**** DATA EXCERPTS

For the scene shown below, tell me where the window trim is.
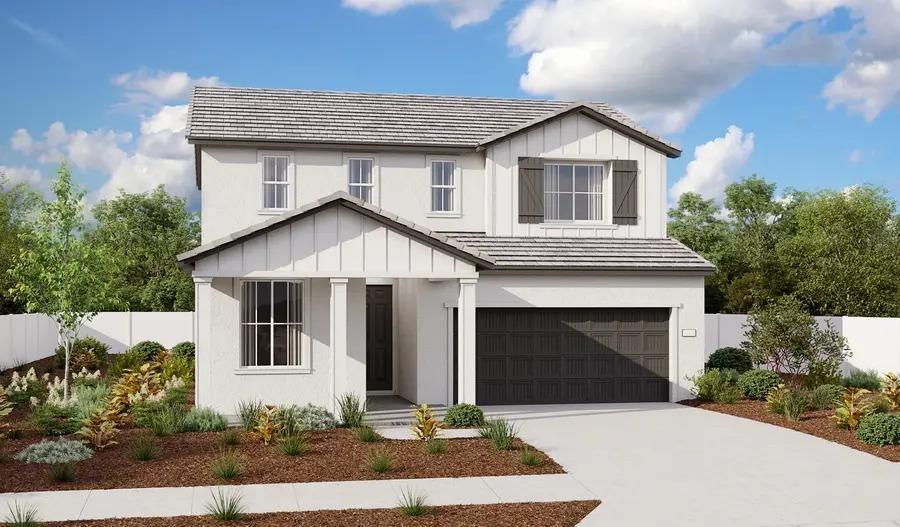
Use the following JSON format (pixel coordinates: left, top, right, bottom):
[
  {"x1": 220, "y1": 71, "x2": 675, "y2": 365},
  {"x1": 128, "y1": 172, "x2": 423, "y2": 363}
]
[
  {"x1": 236, "y1": 278, "x2": 311, "y2": 374},
  {"x1": 258, "y1": 151, "x2": 294, "y2": 213},
  {"x1": 344, "y1": 154, "x2": 379, "y2": 205},
  {"x1": 426, "y1": 157, "x2": 461, "y2": 216},
  {"x1": 541, "y1": 160, "x2": 610, "y2": 225}
]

********

- WHAT YOU SHOULD DO
Set down the material above exactly. Skip any picture.

- COMPLETED EXERCISE
For the scene shown below, tell me where the window trim is.
Use the following JSON format (pixel coordinates: left, top, right, bottom):
[
  {"x1": 220, "y1": 71, "x2": 675, "y2": 365},
  {"x1": 128, "y1": 172, "x2": 423, "y2": 363}
]
[
  {"x1": 236, "y1": 278, "x2": 311, "y2": 374},
  {"x1": 258, "y1": 151, "x2": 294, "y2": 213},
  {"x1": 344, "y1": 154, "x2": 379, "y2": 205},
  {"x1": 426, "y1": 157, "x2": 461, "y2": 216},
  {"x1": 541, "y1": 160, "x2": 610, "y2": 225}
]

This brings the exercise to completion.